- WHAT YOU SHOULD DO -
Output only the lines from the one holding "[point] at the elderly woman's" to the end of the data below, please, copied exactly.

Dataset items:
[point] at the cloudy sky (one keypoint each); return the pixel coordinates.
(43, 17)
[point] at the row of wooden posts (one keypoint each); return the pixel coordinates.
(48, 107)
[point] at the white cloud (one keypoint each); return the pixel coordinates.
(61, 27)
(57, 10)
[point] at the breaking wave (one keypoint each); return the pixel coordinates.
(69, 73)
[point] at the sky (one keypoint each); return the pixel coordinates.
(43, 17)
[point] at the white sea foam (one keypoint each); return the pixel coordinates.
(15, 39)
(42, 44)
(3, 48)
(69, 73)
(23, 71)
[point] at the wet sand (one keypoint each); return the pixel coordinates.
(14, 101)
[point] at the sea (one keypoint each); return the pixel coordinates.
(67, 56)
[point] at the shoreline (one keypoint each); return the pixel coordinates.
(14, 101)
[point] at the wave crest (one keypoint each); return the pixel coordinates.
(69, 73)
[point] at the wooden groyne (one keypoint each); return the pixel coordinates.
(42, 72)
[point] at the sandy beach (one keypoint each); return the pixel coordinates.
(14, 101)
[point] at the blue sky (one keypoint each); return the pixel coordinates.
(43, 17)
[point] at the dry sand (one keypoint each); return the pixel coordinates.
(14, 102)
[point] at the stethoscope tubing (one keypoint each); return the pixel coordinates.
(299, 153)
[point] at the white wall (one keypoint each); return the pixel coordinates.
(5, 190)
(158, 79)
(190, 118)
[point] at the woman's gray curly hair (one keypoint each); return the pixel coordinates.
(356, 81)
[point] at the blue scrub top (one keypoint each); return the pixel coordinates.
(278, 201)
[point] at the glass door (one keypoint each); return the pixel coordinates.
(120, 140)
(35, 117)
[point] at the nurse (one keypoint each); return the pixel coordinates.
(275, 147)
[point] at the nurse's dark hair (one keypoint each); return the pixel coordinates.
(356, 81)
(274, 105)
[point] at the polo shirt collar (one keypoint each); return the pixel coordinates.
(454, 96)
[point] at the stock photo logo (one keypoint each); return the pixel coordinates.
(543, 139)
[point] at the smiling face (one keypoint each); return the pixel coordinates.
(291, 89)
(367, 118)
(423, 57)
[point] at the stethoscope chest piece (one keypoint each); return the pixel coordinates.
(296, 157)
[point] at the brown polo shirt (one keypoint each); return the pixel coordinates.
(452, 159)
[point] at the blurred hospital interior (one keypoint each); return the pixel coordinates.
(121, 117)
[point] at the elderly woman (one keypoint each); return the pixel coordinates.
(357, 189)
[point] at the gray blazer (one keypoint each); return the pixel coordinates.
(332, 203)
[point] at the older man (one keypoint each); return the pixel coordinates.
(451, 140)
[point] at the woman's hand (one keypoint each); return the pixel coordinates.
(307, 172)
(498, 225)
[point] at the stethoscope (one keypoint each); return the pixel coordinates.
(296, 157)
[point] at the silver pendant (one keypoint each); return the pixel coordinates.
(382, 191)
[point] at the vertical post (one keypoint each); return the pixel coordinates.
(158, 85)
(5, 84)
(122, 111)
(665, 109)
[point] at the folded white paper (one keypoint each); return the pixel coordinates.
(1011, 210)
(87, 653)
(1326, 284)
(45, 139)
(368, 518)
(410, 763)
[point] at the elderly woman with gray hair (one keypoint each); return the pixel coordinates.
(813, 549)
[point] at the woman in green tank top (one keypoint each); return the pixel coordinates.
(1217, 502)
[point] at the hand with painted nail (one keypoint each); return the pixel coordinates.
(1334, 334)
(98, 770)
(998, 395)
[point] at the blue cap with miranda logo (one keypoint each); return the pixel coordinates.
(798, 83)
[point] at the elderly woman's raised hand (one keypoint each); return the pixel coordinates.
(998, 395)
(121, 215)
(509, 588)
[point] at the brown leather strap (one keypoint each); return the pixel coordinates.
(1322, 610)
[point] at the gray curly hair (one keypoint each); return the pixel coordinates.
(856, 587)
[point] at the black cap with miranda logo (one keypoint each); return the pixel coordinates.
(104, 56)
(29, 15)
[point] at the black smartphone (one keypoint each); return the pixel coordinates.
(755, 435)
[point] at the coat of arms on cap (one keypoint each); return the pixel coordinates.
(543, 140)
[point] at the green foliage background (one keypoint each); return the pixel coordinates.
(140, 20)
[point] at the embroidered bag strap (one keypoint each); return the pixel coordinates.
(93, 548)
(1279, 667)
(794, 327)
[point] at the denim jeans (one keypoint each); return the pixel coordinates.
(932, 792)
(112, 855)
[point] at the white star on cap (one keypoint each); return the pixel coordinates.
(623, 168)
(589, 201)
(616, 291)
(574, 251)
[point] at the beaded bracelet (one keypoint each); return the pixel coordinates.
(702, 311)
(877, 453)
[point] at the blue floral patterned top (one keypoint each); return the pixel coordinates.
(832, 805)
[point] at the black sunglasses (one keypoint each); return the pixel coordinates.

- TASK RESPONSE -
[point] at the elderly woman's raised hand (one keypoint each); return the pixel coordinates.
(998, 395)
(121, 215)
(509, 588)
[point] at the brown leather strap (one keypoint each); return the pixel coordinates.
(1322, 610)
[point] at the gray curly hair (one keypoint each); return the pixel coordinates.
(856, 587)
[point] at the black cap with miranda logo (one keypoint each); return the pixel coordinates.
(104, 56)
(29, 15)
[point] at the black smartphone (one keypoint each); return the pixel coordinates.
(755, 435)
[point] at the coat of arms on cap (one keypoint each); return the pixel coordinates.
(543, 140)
[point] at the green foliage background (one keypoint each); return the pixel coordinates.
(140, 20)
[point] at the embroidered bag strap (one keypoint each); return the pixel coordinates.
(93, 548)
(1279, 667)
(794, 327)
[point] at the denim jeans (one keypoint each); return the pixel coordinates.
(932, 792)
(112, 855)
[point] at the white star on cap (one keypoint each); return the pixel coordinates.
(623, 168)
(589, 201)
(616, 291)
(574, 251)
[point] at the beaded bracelet (one keypoint each); return the pixel coordinates.
(702, 311)
(877, 453)
[point] at the blue floral patterned top (one keypoint each); return the pixel coordinates.
(832, 805)
[point] at the black sunglasses (one keypoint each); return the pixel coordinates.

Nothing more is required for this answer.